[Records contained in a dataset]

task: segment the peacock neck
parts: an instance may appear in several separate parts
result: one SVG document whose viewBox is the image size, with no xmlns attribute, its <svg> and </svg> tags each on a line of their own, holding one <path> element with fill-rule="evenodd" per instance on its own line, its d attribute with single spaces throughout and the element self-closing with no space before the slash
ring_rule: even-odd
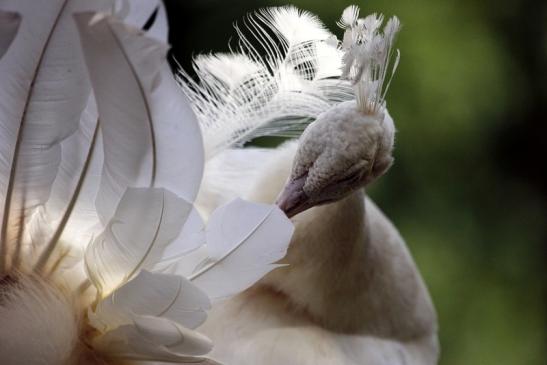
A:
<svg viewBox="0 0 547 365">
<path fill-rule="evenodd" d="M 365 218 L 363 190 L 296 216 L 286 256 L 289 265 L 264 283 L 326 328 L 361 331 L 360 300 L 374 274 L 367 265 L 372 252 Z"/>
<path fill-rule="evenodd" d="M 344 284 L 342 275 L 353 278 L 347 283 L 355 289 L 355 275 L 364 271 L 369 233 L 366 229 L 364 191 L 358 190 L 335 203 L 312 208 L 293 219 L 295 233 L 288 256 L 295 263 L 310 263 L 336 272 L 325 280 Z M 338 268 L 338 270 L 336 270 Z M 341 270 L 343 269 L 343 270 Z M 330 270 L 327 270 L 330 271 Z"/>
<path fill-rule="evenodd" d="M 280 147 L 247 198 L 272 203 L 297 144 Z M 435 328 L 435 310 L 397 229 L 364 189 L 293 218 L 281 267 L 259 284 L 329 330 L 409 339 Z"/>
</svg>

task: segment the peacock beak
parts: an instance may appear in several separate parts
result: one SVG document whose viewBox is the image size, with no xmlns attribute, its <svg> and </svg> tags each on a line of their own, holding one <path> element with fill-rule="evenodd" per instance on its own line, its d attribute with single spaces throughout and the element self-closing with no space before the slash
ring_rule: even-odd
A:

- [Exercise] From the line with "task: segment the peacock beak" to the final line of the data above, please reproduce every line exactly and add nothing.

- [Output of the task]
task: segment the peacock beak
parts: an instance may appear in several separate parts
result: one SVG document whose viewBox is the image size, with no xmlns attribute, its <svg> and </svg> tags each on a line of their own, holding one <path> element with fill-rule="evenodd" per instance on its own line, its d attribute with single spaces throughout and the element self-closing with no space before the slash
ring_rule: even-odd
A:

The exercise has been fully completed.